▶ [Task item A]:
In the article on early signs of arthritis, condense the paragraph beginning "Joint pain is the most common symptom" into a short bulleted list that keeps its main facts.
▶ [Task item B]:
Carry on the article about the early signs of arthritis, starting after its last sentence.

Start of Source document

The Early Signs of Arthritis



There are over a hundred different forms of arthritis, although the most common are considered to be osteoarthritis and rheumatoid arthritis. The condition is concerned with inflammation and pain surrounding the joints. Below are some of the early signs and symptoms of these forms of arthritis. If you are interested in further information on the condition and cream products that can help to manage the pain, then take a look out our best arthritis cream reviews.



Joint Pain

Joint pain is the most common symptom of arthritis and can often be the early sign people will act on and seek medical care for. The intensity of joint pain that arthritis can cause will vary depending on the type and severity of the condition. Aching pains are common and typically worsen after activity (read here for tips on reducing the pain of arthritis).

Tenderness. Arthritis can cause joints to be tender to the touch. This is often an indicator of inflammation around the joint especially if pressing on the area causing considerable pain as this means the joint lining tissue has irritated the nerves in the joint capsule. This discomfort can cause issues with sleeping.

End of Source document
Start of Data for review

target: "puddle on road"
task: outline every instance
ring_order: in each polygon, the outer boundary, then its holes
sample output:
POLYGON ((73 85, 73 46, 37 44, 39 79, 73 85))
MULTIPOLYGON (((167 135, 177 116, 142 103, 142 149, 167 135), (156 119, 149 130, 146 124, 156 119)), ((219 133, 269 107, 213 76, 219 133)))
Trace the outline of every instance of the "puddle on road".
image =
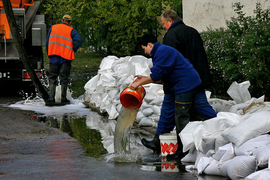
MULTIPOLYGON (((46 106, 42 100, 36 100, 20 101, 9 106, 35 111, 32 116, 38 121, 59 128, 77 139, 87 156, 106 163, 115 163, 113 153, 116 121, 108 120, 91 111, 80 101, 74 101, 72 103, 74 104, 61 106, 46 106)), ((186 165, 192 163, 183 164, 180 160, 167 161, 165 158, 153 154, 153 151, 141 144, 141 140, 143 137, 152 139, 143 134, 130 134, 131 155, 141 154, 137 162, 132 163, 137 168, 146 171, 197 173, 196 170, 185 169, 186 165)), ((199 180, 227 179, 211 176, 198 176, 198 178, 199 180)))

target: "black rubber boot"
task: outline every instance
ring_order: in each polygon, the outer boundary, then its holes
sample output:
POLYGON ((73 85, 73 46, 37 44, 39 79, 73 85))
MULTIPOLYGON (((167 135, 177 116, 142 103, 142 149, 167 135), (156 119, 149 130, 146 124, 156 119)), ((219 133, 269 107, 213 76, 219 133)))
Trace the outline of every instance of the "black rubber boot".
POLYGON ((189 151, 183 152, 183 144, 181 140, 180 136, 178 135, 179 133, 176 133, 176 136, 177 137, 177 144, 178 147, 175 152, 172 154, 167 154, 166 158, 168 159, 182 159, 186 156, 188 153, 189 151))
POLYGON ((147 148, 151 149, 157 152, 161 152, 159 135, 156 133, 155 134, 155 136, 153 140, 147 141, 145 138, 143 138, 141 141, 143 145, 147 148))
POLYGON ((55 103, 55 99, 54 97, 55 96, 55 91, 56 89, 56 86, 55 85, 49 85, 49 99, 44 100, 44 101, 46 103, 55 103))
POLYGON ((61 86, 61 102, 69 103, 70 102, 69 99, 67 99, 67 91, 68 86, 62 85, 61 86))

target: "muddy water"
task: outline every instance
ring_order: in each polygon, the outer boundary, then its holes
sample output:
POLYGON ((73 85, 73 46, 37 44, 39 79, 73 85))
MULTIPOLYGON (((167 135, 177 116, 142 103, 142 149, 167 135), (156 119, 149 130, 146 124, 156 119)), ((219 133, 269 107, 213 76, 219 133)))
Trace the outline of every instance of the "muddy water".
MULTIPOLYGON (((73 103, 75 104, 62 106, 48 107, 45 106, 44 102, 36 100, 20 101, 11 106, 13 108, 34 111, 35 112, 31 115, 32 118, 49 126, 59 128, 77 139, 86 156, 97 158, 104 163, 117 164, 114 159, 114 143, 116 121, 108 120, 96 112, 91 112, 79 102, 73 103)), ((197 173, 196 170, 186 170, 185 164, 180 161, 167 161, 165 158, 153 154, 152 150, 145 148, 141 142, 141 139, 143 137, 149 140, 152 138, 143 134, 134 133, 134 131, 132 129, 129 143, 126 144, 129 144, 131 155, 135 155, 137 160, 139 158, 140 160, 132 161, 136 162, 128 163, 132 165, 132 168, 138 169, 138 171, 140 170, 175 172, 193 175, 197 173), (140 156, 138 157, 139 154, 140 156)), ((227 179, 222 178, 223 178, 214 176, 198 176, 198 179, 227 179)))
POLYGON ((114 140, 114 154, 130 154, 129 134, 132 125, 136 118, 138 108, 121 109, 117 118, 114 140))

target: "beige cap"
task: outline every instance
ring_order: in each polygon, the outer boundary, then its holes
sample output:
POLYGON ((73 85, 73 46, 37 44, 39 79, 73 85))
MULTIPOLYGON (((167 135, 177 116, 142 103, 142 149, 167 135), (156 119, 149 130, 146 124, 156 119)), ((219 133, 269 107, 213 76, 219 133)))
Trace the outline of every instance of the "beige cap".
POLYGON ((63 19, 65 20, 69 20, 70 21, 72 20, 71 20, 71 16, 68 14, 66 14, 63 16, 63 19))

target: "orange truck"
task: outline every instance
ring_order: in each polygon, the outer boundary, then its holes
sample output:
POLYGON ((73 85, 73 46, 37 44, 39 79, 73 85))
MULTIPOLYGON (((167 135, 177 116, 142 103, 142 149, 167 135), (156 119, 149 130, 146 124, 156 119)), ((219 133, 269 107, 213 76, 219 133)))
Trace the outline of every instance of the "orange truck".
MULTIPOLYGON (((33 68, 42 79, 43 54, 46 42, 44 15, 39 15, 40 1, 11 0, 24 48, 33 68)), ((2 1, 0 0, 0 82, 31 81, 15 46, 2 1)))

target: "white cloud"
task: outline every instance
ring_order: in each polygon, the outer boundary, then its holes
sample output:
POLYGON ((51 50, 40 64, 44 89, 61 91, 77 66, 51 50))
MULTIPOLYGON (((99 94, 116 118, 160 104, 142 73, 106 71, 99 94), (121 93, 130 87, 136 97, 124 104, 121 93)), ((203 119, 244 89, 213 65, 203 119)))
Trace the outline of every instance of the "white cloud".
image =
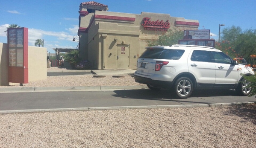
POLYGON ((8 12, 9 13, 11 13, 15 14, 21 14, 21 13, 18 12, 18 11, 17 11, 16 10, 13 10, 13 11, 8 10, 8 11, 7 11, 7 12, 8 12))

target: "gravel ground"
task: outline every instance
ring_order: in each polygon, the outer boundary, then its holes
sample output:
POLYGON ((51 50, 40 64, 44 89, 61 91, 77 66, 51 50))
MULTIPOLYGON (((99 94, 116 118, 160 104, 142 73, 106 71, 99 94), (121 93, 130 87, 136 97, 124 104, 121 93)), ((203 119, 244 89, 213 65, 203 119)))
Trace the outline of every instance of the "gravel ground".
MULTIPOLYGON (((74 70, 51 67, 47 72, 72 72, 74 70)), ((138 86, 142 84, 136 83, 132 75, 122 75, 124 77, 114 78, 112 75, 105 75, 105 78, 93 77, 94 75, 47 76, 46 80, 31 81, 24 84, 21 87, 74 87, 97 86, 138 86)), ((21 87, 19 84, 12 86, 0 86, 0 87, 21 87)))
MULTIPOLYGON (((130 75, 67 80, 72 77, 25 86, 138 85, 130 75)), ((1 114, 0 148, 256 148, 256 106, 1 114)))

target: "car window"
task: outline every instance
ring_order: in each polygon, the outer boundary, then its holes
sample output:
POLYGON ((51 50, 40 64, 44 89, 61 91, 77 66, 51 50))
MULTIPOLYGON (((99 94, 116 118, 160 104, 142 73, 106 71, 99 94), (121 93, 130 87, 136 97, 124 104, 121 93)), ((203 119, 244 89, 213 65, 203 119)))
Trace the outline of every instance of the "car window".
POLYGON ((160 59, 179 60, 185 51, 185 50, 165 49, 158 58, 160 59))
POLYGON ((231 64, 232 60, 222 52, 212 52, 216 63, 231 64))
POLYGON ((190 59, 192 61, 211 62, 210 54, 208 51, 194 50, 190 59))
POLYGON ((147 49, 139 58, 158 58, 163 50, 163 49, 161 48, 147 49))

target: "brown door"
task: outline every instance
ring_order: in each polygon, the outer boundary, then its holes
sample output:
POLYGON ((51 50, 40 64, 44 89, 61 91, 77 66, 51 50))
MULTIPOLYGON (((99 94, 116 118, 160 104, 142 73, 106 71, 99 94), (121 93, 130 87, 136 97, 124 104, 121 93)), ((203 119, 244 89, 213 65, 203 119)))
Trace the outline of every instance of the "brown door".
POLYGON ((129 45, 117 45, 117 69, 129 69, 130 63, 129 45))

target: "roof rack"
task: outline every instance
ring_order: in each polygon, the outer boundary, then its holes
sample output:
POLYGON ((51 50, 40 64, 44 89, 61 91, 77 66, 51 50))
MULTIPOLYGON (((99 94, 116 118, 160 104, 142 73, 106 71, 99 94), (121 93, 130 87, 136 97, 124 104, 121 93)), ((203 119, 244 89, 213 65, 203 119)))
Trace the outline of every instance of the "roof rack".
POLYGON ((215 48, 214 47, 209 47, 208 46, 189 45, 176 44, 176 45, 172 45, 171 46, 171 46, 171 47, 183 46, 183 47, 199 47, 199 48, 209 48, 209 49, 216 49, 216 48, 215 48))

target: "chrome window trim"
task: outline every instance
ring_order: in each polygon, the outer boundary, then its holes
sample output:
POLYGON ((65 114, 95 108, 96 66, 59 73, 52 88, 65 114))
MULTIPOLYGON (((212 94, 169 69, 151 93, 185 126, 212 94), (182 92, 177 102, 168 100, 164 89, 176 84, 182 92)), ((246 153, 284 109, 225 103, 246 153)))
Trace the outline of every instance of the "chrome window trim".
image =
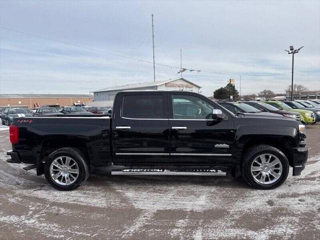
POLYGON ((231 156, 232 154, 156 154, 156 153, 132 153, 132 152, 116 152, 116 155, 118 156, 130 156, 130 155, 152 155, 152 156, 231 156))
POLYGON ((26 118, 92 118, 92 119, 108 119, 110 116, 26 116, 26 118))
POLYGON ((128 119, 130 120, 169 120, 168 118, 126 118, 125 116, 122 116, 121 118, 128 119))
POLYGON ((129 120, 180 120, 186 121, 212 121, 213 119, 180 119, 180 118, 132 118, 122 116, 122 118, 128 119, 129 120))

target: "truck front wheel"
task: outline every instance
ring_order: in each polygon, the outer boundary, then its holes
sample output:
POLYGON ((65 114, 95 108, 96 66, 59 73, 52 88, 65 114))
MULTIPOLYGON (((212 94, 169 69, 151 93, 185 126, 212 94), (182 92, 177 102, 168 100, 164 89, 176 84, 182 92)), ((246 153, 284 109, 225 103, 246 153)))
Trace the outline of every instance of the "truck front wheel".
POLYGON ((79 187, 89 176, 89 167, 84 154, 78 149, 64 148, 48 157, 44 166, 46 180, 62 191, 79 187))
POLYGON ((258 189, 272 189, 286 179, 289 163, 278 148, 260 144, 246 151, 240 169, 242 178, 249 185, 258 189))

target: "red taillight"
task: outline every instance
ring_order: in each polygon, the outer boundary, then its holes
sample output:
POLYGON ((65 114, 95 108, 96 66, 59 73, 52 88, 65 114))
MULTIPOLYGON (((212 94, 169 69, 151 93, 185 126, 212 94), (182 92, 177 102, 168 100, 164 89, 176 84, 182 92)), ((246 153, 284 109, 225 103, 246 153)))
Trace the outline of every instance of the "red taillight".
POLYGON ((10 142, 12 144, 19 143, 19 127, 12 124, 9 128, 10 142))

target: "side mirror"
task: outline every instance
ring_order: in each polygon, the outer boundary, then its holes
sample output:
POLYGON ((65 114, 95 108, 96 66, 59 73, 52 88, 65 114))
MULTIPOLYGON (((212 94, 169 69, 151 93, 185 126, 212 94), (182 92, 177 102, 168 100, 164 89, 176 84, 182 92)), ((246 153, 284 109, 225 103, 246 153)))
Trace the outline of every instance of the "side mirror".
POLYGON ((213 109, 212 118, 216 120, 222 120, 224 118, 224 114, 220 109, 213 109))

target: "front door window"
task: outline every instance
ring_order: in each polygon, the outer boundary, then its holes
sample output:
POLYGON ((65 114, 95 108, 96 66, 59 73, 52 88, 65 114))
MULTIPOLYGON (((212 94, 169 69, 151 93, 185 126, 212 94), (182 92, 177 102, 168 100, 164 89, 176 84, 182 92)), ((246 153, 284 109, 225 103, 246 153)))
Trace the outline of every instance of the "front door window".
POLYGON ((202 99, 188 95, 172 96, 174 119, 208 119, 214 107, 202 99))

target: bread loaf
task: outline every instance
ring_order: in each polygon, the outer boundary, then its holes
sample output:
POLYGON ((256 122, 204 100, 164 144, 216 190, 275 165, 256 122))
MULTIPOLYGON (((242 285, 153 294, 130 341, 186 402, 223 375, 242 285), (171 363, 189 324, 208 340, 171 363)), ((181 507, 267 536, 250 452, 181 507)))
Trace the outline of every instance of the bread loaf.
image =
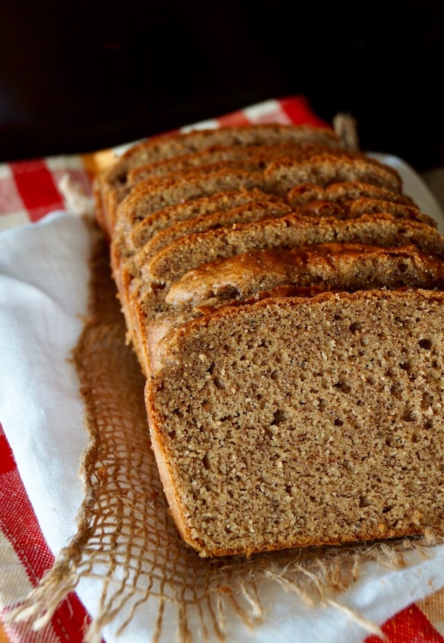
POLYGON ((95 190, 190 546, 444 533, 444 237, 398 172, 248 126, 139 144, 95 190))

End of Data for review

▶ [Expected output A]:
- Joint pain is the most common symptom of arthritis and often the early sign that leads people to seek medical care.
- How intense the pain is depends on the type and severity of the condition.
- Aching pains are common and typically worsen after activity.

▶ [Expected output B]:
Swelling. If you’re experiencing the swelling of joints without injury then this may be an early sign of arthritis. This is caused by the thickening of the joint lining tissue and from the excess joint fluid which can irritate the joint capsules nerve endings and cause pain.

Redness and Warmth. Redness and warmth can be an effect of inflammation of the joint caused by arthritis. The redness occurs from the inflammation causing the capillaries to dilate. The warm sensation is also an indicator of inflammation although it can occur without swelling. Redness and warmth around the joints can also indicate an infection and should be checked out by a doctor.

Stiffness. People who suffer from arthritis experience stiff joints which is often worse in the morning or after remaining in one position for a long period of time. This is also an effect of inflammation and can often be managed or eased with treatment.

Deformity. Joint cartilage can be worn away by arthritis and this can cause a deformity in extreme cases. It is possible for arthritis to cause crooked fingers when it affects the hands or a bow-legged appearance. This is due to the erosion of cartilage, bone and the loosening of ligaments especially if gone untreated.



Loss of range of motion

Arthritis can cause a loss of range of motion in joints due to swelling and in severe cases, joints can cease to move permanently. The condition can also cause a loss of joint function and lack of flexibility which can lead to limping, lack of coordination as well as a loss of grip and dexterity.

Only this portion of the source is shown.